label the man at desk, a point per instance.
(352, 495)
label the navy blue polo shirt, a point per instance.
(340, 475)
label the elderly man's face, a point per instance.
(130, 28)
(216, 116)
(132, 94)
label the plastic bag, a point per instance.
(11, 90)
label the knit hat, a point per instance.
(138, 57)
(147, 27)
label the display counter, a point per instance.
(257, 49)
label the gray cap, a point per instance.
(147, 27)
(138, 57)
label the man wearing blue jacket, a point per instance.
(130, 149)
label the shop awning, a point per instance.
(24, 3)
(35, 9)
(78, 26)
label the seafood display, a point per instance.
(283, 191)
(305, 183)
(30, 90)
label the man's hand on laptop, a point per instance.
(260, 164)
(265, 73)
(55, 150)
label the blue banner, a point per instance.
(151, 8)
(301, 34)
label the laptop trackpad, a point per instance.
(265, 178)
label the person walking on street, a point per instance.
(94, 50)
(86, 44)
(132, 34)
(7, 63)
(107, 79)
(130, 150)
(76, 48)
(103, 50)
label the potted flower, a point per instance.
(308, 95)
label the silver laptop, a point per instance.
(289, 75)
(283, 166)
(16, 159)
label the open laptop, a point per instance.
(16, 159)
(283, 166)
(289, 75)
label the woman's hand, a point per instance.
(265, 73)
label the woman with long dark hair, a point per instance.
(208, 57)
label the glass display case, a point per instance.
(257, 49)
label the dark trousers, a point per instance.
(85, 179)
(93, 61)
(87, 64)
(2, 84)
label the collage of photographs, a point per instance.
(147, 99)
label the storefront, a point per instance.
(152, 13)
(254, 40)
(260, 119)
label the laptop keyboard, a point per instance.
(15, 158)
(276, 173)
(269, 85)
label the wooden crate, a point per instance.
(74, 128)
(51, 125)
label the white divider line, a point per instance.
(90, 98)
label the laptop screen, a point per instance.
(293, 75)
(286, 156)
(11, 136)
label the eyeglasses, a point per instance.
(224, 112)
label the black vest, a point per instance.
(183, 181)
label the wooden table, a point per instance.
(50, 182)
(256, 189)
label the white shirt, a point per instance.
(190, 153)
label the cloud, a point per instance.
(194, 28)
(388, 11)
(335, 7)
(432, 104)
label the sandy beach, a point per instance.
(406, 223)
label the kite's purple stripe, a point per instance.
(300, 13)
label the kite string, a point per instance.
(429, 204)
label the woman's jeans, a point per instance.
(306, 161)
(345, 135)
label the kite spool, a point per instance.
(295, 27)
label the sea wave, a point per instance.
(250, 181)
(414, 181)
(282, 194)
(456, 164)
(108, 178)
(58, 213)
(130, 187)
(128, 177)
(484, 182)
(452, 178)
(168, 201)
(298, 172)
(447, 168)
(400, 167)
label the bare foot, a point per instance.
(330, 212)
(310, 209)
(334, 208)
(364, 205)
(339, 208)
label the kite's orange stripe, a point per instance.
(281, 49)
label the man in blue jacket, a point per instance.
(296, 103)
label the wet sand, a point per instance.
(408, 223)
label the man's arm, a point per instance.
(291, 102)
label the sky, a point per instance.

-----

■ PROBLEM STATEMENT:
Copy out all the items above, swapping every occurrence of "a point per instance" for "one point for each instance" and keeping everything else the same.

■ COMPLETED EXERCISE:
label the man at desk, one point for each instance.
(352, 495)
label the navy blue polo shirt, one point for each instance.
(340, 475)
label the elderly man's face, one point for each instance.
(130, 28)
(216, 116)
(132, 94)
label the plastic bag, one point for each instance.
(11, 90)
label the knit hat, one point for each instance.
(138, 57)
(147, 27)
label the display counter, one point for each instance.
(257, 49)
label the gray cap, one point for each instance.
(147, 27)
(138, 57)
label the man wearing blue jacket, one point for each instance.
(130, 149)
label the shop awning, one point for each instance.
(24, 3)
(35, 9)
(78, 26)
label the seafood display, one point for each instance.
(283, 191)
(305, 183)
(30, 90)
label the man's hand on laptop, one point for each instance.
(260, 164)
(265, 73)
(55, 150)
label the blue banner, one point for each instance.
(151, 8)
(301, 34)
label the laptop trackpad, one point for each instance.
(265, 178)
label the person walking on street, one point for each instance.
(94, 50)
(86, 44)
(132, 34)
(7, 63)
(107, 79)
(130, 150)
(76, 48)
(103, 50)
label the potted flower, one point for each instance.
(308, 95)
label the silver laptop, one point for each instance.
(289, 75)
(283, 166)
(16, 159)
label the open laptop, one point for each instance.
(16, 159)
(283, 166)
(289, 75)
label the woman's hand, one point for each instance.
(265, 73)
label the woman with long dark hair, one point for each instance.
(208, 57)
label the glass display case, one point for each instance.
(257, 49)
label the dark trousers, one point for each instance.
(85, 179)
(93, 61)
(87, 64)
(2, 84)
label the collage of photographs, one point for each instance.
(147, 99)
label the storefront, one point for each instance.
(152, 13)
(254, 40)
(260, 119)
label the laptop keyboard, one point for each instance.
(15, 158)
(276, 173)
(269, 85)
label the wooden crate, one point for each instance.
(74, 128)
(51, 125)
label the white divider line, one point for each instance.
(90, 98)
label the laptop screen, one point for each instance.
(293, 75)
(286, 156)
(11, 136)
label the eyeglasses, one point for each instance.
(224, 112)
label the black vest, one point for each instance.
(183, 181)
label the wooden table, one point for each instance.
(50, 182)
(256, 189)
label the white shirt, one point for each instance.
(190, 153)
label the cloud, one point for each instance.
(194, 28)
(388, 11)
(335, 7)
(432, 104)
label the sandy beach, one point for each instance.
(406, 223)
label the kite's purple stripe, one point for each instance.
(300, 13)
label the kite string, one point for each instance.
(429, 204)
label the woman's jeans, one point for each instance.
(306, 161)
(345, 135)
label the kite spool, one point for each instance.
(295, 27)
label the sea wave, one point for each instance.
(250, 181)
(414, 181)
(282, 194)
(456, 164)
(108, 178)
(58, 213)
(130, 187)
(128, 177)
(484, 182)
(452, 178)
(168, 201)
(298, 172)
(447, 168)
(400, 167)
label the bare foot, one point for each instance.
(330, 212)
(310, 209)
(334, 208)
(364, 205)
(339, 208)
label the kite's orange stripe, one point for each instance.
(281, 49)
label the man in blue jacket, one point for each instance.
(296, 103)
label the wet sand, one point for each instance.
(408, 223)
label the man's arm, one point for each instance.
(291, 102)
label the sky, one point for each instance.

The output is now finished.